● **Quoted passage**
○ ○ ○ ○ ○ ○ ○

This notebook will show you how to create RDDs and Dataframes and query a table or DataFrame that you uploaded to DBFS. [DBFS](https://docs.microsoft.com/en-us/azure/databricks/data/databricks-file-system) is a Databricks File System that allows you to store data for querying inside of Databricks. This notebook assumes that you have a file already inside of DBFS that you would like to read from.

This notebook is written in **Python** so the default cell type is Python. However, you can use different languages by using the `%LANGUAGE` syntax. Python, Scala, SQL, and R are all supported.

In [0]:
dbutils.fs.ls("/databricks-datasets")

In [0]:
dbutils.fs.ls("/databricks-datasets/adult")

○ ○ ○ ○ ○ ○ ○

● **Extracted information**
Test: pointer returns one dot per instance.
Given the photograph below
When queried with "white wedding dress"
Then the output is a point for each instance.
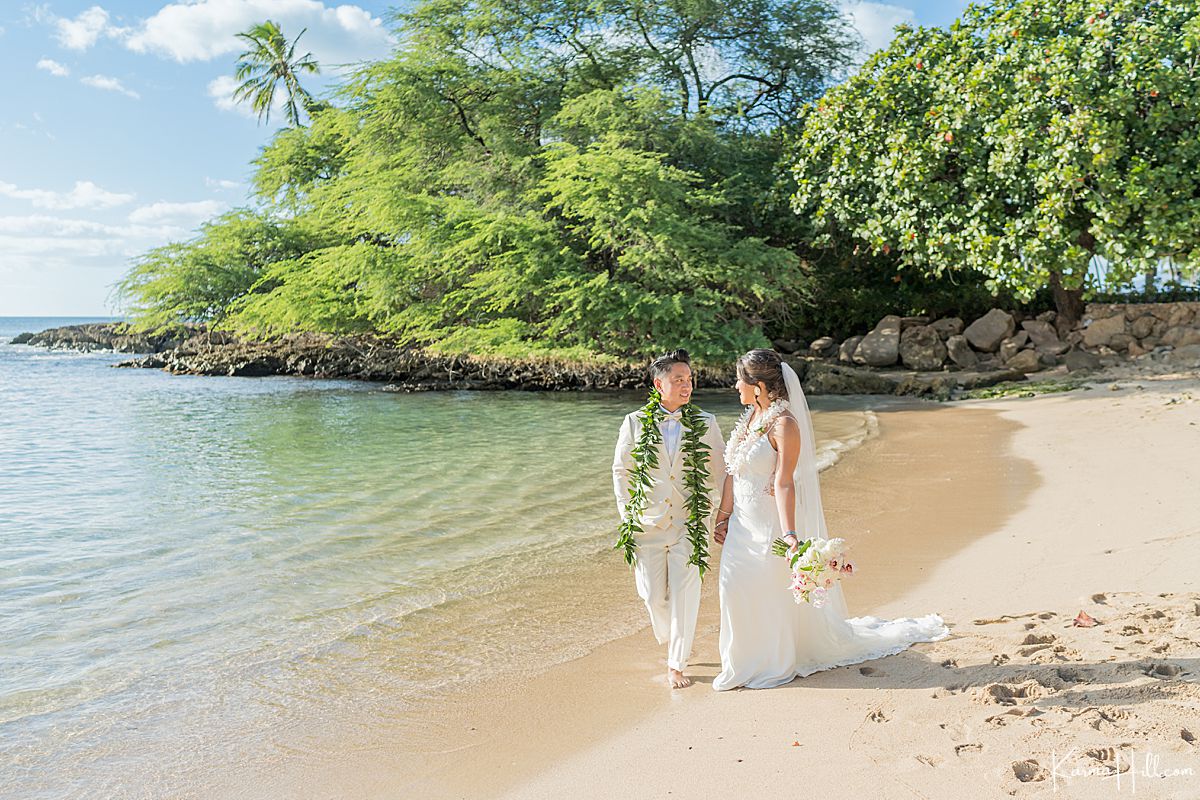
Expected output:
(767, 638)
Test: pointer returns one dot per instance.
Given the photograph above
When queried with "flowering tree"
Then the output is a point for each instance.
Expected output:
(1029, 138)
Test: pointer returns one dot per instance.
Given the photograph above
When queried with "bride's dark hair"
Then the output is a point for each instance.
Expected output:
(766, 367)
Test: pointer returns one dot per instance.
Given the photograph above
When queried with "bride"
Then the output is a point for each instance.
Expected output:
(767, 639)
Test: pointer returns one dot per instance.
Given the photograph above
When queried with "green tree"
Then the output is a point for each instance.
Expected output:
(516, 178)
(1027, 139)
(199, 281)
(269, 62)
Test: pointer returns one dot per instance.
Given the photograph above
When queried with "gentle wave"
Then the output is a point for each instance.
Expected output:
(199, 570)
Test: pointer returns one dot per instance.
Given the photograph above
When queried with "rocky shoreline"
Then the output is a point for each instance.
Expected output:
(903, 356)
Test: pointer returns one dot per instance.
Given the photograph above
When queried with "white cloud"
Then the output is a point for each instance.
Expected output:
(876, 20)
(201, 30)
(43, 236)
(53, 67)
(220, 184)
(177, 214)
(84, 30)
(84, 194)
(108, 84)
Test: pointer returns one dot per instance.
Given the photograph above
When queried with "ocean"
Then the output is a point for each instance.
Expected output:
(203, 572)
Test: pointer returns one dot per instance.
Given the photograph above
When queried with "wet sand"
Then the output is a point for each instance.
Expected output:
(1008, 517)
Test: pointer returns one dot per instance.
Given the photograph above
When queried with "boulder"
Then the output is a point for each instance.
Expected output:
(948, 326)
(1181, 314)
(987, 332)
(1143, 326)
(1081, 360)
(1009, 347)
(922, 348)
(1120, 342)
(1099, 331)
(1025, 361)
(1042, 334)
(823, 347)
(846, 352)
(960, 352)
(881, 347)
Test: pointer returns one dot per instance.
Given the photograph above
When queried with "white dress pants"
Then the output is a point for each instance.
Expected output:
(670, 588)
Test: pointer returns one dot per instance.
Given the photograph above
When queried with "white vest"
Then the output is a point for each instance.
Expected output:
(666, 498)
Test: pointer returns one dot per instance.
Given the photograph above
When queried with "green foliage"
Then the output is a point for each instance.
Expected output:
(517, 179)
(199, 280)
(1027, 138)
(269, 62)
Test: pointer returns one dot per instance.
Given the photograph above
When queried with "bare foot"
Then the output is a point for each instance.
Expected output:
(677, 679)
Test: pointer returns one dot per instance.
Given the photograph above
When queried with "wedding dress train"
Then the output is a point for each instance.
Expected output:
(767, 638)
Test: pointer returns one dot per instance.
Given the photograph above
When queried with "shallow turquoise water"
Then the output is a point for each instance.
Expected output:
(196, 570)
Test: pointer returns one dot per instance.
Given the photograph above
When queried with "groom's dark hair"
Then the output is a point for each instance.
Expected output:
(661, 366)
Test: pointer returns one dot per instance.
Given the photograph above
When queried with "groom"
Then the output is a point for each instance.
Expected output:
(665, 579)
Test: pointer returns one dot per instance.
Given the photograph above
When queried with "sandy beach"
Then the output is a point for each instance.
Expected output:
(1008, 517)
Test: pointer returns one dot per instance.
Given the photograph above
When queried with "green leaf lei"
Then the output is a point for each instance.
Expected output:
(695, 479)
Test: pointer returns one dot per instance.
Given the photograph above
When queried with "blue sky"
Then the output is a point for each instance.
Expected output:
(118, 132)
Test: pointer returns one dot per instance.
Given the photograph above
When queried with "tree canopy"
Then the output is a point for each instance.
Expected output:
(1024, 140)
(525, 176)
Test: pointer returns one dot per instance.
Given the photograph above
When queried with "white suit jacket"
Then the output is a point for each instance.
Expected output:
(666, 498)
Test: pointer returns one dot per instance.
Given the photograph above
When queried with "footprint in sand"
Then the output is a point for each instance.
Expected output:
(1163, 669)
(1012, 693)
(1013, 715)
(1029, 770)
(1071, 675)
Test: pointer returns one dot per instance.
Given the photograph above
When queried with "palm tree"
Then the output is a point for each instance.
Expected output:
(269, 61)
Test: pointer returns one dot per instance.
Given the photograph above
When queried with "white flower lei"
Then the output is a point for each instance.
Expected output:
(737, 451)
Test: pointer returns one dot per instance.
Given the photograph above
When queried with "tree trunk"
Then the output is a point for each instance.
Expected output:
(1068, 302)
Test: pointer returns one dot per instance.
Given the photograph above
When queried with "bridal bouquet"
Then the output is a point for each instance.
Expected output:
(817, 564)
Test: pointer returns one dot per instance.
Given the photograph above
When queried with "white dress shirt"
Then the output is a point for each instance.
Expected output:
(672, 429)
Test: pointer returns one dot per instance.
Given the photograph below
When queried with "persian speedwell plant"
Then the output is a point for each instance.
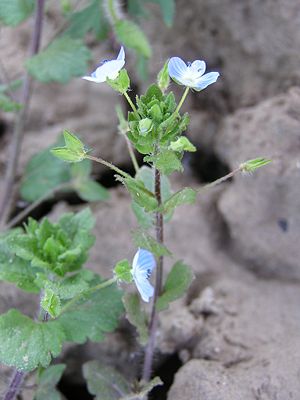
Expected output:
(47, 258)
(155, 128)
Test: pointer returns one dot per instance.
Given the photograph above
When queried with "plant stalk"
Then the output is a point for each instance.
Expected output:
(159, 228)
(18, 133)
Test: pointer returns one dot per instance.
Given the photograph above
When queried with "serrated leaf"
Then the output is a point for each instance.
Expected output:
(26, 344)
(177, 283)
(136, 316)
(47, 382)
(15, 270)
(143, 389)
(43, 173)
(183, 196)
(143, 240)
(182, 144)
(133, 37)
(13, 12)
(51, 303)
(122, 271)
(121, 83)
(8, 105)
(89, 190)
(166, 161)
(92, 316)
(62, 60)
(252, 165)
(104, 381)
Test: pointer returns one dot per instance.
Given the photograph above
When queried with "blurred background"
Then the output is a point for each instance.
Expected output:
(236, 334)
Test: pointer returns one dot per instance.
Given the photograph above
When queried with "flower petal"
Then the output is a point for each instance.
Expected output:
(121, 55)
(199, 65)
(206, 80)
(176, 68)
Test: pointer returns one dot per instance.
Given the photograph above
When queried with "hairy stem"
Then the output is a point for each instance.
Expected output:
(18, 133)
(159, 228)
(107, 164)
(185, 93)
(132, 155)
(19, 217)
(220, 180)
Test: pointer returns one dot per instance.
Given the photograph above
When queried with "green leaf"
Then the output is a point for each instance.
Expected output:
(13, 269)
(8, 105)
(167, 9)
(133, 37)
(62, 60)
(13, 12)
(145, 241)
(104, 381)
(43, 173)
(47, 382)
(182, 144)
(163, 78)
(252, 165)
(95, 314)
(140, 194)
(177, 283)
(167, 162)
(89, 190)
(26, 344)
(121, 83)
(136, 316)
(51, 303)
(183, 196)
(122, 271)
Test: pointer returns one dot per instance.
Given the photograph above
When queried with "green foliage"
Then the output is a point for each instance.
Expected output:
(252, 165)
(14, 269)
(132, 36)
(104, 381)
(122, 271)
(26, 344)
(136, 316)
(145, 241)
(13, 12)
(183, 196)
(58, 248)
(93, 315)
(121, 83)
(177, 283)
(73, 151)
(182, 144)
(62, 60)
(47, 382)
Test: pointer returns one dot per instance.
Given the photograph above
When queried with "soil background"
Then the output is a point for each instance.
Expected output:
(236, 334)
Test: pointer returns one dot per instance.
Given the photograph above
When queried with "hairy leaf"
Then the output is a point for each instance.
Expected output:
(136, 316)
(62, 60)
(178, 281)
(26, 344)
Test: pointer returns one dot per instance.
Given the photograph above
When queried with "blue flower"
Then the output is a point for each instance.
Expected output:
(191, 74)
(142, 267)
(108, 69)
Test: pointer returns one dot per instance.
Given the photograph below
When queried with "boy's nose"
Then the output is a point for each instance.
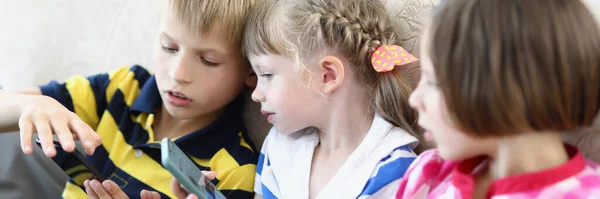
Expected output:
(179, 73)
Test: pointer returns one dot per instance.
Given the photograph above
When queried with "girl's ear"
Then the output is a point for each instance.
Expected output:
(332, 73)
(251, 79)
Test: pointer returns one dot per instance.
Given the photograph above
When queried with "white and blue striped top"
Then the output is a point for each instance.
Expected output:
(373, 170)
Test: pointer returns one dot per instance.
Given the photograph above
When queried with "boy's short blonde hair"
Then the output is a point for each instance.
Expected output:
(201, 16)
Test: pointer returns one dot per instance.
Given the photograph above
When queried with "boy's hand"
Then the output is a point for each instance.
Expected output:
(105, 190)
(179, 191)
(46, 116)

○ ○ ○ ○ ○ ○ ○

● **Exercise aim**
Decide whether each statement agrees with the Databricks notebook text, answering yes or no and quoting the words that decide it. 1. DBFS lets you store data for querying inside Databricks. 2. Only Python and SQL are supported in the notebook. 3. The notebook expects a file to already be in DBFS. The records are separate material, unrelated to the Databricks notebook text.

● **Expected answer**
1. Yes: "allows you to store data for querying inside of Databricks"
2. No: "Python, Scala, SQL, and R are all supported."
3. Yes: "This notebook assumes that you have a file already inside of DBFS that you would like to read from."